Wiersze zbioru danych:
----------------
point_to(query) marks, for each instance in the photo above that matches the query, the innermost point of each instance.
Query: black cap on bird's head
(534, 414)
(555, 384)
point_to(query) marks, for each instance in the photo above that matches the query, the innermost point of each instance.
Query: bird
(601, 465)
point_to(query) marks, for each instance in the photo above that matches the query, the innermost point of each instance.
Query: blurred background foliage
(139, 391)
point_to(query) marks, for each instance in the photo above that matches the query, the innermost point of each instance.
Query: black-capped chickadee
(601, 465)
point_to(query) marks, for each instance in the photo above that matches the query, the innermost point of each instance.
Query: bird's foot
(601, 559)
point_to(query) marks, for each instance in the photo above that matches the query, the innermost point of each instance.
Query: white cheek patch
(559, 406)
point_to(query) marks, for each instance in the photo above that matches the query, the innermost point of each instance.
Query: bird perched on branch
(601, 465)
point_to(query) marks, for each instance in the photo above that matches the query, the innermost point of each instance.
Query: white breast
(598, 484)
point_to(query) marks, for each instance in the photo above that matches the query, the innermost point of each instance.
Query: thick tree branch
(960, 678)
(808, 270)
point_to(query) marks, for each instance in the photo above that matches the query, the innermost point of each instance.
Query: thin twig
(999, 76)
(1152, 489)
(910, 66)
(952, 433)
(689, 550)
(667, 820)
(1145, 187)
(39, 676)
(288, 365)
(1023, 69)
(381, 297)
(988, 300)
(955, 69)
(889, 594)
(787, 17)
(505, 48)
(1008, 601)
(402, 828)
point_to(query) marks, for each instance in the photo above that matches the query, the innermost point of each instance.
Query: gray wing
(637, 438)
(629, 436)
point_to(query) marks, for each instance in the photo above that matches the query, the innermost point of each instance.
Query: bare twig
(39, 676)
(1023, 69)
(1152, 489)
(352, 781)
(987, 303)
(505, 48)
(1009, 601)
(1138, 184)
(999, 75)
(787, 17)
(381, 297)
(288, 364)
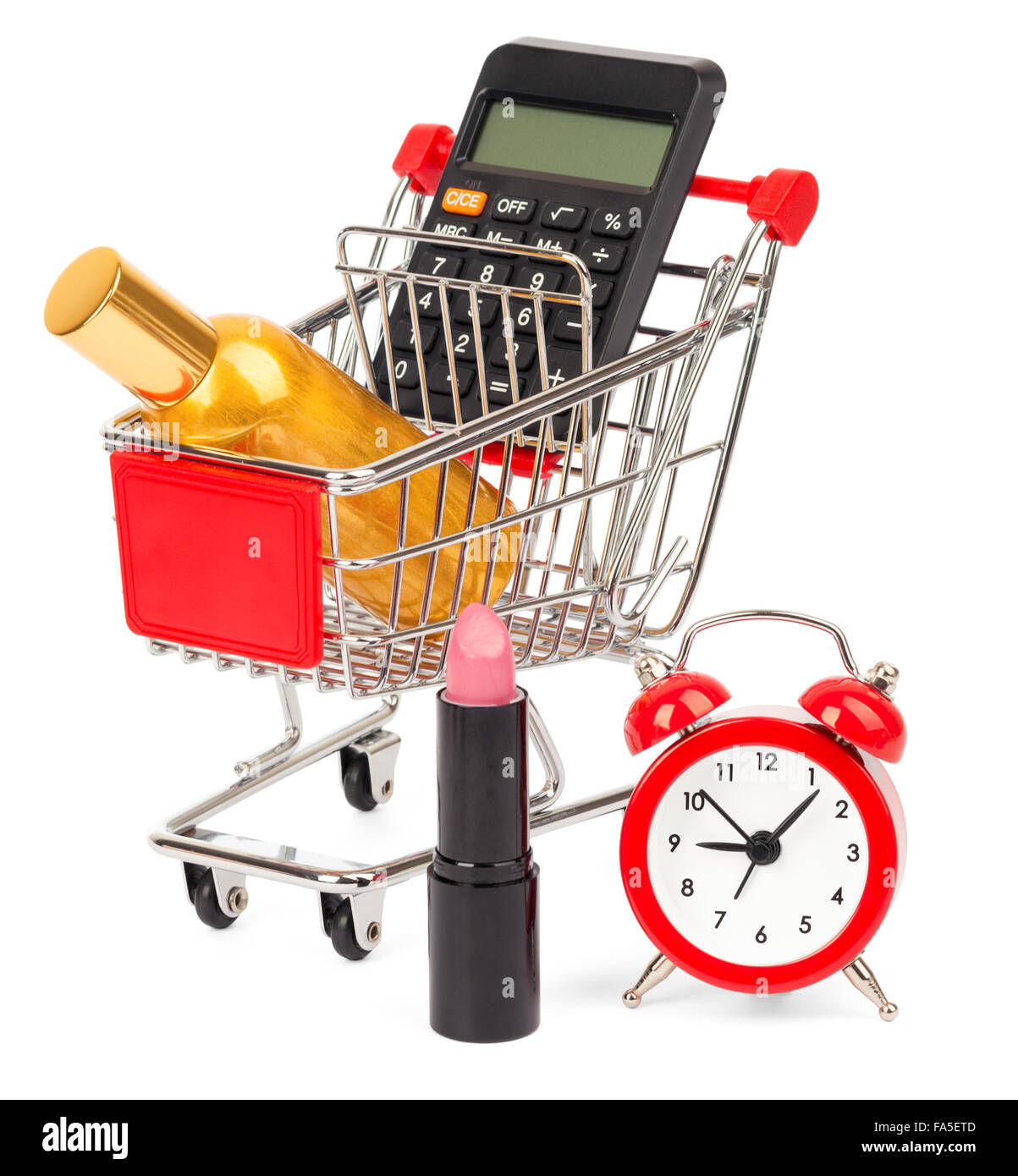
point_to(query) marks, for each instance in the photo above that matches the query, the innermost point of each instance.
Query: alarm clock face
(759, 853)
(768, 900)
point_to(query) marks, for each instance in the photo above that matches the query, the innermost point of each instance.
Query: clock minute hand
(794, 816)
(714, 805)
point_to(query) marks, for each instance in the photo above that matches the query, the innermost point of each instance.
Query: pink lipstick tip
(481, 667)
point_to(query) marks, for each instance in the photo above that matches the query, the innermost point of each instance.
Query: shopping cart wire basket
(589, 478)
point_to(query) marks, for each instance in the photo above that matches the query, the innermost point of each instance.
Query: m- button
(464, 201)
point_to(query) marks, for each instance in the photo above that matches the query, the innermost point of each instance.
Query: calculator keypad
(514, 217)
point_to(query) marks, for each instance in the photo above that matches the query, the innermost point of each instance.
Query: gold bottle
(244, 385)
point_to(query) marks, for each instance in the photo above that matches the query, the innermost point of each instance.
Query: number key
(439, 380)
(404, 370)
(498, 354)
(491, 273)
(463, 344)
(600, 289)
(487, 307)
(437, 265)
(533, 279)
(403, 337)
(524, 314)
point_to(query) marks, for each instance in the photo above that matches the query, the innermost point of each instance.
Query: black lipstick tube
(482, 882)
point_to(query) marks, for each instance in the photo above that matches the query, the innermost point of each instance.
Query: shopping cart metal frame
(591, 614)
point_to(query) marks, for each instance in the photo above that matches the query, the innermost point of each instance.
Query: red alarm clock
(762, 849)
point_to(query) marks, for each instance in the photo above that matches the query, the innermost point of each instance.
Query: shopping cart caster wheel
(357, 783)
(343, 935)
(206, 904)
(367, 769)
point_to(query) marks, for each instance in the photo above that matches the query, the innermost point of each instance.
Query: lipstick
(482, 882)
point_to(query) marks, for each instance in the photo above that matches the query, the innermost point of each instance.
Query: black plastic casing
(686, 93)
(482, 882)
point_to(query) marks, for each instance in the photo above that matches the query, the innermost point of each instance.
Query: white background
(220, 147)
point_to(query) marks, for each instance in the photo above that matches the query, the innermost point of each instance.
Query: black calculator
(568, 147)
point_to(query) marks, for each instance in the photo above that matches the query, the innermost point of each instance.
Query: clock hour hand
(714, 805)
(794, 816)
(746, 879)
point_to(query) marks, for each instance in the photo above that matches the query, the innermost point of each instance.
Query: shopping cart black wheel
(357, 783)
(340, 931)
(206, 904)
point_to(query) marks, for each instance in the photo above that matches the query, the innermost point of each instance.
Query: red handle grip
(786, 199)
(424, 154)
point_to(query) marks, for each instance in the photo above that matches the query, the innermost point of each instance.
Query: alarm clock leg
(657, 970)
(861, 977)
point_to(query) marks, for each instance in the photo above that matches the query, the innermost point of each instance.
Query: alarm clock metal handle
(768, 614)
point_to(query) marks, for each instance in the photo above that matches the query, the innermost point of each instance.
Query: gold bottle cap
(131, 328)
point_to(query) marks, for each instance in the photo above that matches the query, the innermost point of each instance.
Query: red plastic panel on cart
(223, 560)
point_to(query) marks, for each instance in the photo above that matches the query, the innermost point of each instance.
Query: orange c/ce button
(464, 201)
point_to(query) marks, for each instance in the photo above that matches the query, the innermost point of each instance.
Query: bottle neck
(131, 328)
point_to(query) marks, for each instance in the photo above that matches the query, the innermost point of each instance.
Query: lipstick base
(482, 956)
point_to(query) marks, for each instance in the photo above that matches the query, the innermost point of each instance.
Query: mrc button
(464, 201)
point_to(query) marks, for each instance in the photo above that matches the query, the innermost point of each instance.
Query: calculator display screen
(577, 144)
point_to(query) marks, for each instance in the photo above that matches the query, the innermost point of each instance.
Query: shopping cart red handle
(424, 154)
(786, 199)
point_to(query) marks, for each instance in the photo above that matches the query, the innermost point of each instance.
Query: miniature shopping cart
(608, 474)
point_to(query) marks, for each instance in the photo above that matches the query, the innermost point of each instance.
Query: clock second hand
(714, 805)
(790, 820)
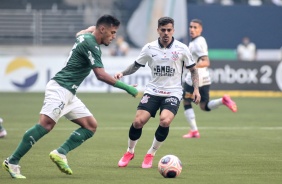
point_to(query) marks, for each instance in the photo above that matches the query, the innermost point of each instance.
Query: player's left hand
(118, 76)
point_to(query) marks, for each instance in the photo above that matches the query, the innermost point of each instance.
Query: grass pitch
(234, 148)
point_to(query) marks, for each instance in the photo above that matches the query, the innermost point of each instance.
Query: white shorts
(60, 102)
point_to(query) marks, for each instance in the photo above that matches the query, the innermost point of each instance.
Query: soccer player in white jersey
(199, 49)
(61, 100)
(167, 58)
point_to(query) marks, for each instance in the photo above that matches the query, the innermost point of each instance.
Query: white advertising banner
(30, 74)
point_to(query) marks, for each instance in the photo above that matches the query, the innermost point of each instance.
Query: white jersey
(167, 66)
(198, 47)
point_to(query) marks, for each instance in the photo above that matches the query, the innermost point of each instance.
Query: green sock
(30, 137)
(76, 139)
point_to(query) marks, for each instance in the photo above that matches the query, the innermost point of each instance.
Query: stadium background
(36, 36)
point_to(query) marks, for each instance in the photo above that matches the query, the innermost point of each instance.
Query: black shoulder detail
(191, 65)
(139, 65)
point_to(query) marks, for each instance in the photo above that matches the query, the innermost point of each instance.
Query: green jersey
(84, 56)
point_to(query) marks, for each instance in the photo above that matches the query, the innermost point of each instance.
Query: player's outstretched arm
(105, 77)
(129, 70)
(90, 29)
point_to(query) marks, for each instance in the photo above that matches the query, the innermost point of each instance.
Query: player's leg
(168, 110)
(189, 112)
(215, 103)
(147, 108)
(135, 132)
(50, 113)
(79, 114)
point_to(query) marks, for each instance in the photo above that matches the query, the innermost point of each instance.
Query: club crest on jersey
(145, 99)
(175, 56)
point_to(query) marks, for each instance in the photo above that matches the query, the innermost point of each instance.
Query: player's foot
(13, 170)
(61, 161)
(226, 100)
(148, 161)
(123, 162)
(192, 134)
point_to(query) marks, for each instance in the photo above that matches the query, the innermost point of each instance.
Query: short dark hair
(165, 20)
(197, 21)
(108, 20)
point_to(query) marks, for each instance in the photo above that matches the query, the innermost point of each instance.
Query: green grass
(234, 148)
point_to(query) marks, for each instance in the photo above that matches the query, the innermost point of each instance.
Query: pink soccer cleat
(123, 162)
(148, 161)
(192, 134)
(226, 100)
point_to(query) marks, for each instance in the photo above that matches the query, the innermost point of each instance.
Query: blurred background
(35, 34)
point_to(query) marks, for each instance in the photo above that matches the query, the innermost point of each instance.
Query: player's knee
(161, 133)
(134, 133)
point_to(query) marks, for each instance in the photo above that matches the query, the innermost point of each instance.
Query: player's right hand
(118, 75)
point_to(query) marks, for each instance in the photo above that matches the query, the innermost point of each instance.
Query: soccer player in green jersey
(61, 100)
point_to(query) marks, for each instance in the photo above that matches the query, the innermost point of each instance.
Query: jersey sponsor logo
(90, 57)
(145, 99)
(164, 71)
(161, 91)
(175, 56)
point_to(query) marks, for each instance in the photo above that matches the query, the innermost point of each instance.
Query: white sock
(155, 146)
(213, 104)
(131, 145)
(191, 118)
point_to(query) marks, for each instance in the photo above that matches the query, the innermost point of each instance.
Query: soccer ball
(170, 166)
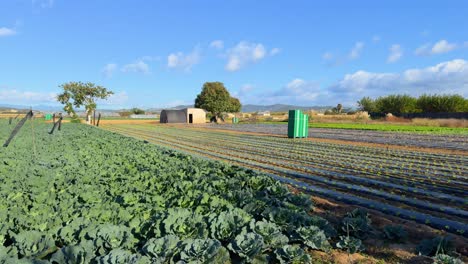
----------------
Polecenie: Przefiltruj powyższe rekordy: które wiersze zawierają ciąg "foot"? Skopiuj każdy z nich.

Rozwiązanie zadania:
Query: bird's foot
Query: player's foot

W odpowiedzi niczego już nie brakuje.